The task:
Reproduce the part of the piece on science and faith that opens with the words containing "As I prayerfully" and ends with "the natural eye.".

Excerpted text:

---+---

As I prayerfully considered what I would write on this week I pondered the similarities and differences of science and faith. For instance, a similarity is both disciplines are fields of study. Science studies natural phenomena and faith studies the supernatural or spiritual realm. A difference would be that science studies what can be seen or better yet what can be observed, faith is a contemplation of what is not, for the most part, visible to the natural eye.
It should be no surprise that there are times when the two find themselves in agreement and at times they are at odds with one another. One of the differences I have noticed between the two is science is in a constant state of flux; the Bible isn’t. As science discovers new facts and gathers more information, its perception of the present and theories about the past and future change accordingly. The Scriptures have remained unchanged from the time they were originally penned. Theologians who believe the Bible is a divine revelation do not toy with changing it. After all, God is omniscient; He knows the past, present and future. What is there to change?

---+---

Saved data entries
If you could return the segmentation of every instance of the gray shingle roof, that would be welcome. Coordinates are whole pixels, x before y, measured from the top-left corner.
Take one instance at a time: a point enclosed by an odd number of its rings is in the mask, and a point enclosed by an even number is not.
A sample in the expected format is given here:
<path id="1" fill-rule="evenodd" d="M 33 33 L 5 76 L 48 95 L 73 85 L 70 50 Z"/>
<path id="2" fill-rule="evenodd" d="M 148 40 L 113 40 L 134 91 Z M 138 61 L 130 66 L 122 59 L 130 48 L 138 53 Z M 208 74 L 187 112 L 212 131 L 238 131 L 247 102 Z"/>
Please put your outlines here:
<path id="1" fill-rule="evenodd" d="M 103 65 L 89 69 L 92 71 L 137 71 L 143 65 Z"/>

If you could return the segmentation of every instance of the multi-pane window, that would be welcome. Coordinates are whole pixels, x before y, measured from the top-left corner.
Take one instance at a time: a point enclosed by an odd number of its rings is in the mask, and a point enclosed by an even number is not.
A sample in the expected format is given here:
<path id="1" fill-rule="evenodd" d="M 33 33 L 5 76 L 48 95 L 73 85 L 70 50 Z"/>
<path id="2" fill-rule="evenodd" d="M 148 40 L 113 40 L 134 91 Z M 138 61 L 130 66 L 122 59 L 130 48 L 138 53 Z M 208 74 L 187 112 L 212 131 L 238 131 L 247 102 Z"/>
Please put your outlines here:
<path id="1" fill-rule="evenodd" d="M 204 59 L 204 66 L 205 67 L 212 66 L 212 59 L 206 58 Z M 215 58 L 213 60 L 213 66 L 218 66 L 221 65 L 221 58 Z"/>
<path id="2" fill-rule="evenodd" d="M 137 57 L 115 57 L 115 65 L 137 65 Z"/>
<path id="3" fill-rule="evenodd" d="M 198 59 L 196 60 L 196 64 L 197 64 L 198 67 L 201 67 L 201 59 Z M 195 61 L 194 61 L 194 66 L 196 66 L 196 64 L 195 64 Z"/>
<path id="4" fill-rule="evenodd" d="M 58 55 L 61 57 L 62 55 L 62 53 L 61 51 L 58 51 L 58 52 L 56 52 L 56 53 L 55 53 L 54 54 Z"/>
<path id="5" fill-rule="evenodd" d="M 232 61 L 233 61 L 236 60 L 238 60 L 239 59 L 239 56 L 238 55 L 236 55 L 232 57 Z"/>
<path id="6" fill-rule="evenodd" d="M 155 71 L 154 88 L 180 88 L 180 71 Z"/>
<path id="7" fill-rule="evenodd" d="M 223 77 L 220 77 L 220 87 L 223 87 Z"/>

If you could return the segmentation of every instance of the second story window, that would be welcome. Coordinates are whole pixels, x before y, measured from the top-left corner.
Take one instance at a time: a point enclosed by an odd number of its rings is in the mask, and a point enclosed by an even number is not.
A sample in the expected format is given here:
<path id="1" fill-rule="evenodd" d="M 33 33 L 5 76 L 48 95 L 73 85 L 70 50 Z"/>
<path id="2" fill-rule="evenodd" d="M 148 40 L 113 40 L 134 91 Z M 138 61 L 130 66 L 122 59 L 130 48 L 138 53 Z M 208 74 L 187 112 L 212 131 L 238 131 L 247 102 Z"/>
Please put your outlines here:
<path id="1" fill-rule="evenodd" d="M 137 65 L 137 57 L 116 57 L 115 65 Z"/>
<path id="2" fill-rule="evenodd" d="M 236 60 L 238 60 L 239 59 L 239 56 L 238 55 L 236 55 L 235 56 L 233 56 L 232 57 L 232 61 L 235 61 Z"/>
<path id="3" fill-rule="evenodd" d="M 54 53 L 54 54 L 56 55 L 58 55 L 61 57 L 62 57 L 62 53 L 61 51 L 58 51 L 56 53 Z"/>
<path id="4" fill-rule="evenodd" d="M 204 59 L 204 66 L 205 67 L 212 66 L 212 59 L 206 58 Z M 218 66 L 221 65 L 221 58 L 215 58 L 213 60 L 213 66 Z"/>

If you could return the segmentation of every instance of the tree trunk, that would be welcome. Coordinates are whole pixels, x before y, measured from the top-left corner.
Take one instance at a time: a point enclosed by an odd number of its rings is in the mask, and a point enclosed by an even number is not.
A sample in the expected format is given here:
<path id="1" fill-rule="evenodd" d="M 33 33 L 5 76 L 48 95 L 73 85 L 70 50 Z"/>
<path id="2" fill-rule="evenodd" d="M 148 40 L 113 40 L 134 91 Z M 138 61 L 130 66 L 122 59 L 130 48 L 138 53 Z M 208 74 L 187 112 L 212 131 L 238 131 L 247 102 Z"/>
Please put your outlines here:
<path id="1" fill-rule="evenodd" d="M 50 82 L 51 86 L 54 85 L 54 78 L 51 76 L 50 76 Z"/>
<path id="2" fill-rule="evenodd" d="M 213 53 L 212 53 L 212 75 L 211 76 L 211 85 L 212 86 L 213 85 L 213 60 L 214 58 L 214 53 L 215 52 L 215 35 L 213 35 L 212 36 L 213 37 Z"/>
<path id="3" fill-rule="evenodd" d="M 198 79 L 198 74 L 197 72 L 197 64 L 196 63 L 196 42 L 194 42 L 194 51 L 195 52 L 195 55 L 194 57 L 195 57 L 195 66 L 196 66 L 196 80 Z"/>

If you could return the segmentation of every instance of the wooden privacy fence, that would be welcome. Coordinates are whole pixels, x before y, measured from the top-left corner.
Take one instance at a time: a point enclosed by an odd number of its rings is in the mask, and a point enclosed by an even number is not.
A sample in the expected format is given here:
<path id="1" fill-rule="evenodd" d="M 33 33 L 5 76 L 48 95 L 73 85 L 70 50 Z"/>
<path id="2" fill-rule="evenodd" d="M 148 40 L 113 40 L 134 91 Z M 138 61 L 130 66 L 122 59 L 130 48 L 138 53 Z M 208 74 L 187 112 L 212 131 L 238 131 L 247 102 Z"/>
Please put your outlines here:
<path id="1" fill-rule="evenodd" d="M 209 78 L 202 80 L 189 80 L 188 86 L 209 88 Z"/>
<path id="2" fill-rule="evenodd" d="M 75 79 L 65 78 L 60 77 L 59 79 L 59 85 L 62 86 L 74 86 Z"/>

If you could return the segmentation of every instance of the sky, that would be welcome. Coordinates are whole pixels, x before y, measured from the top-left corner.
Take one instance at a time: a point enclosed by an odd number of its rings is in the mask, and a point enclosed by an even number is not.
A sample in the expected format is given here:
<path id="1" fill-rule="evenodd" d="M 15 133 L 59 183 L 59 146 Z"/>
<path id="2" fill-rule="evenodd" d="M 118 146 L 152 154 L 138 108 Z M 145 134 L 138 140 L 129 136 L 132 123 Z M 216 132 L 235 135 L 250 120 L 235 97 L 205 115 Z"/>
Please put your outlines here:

---+---

Answer to the exercise:
As I prayerfully considered what I would write on this week I pondered the similarities and differences of science and faith. For instance, a similarity is both disciplines are fields of study. Science studies natural phenomena and faith studies the supernatural or spiritual realm. A difference would be that science studies what can be seen or better yet what can be observed, faith is a contemplation of what is not, for the most part, visible to the natural eye.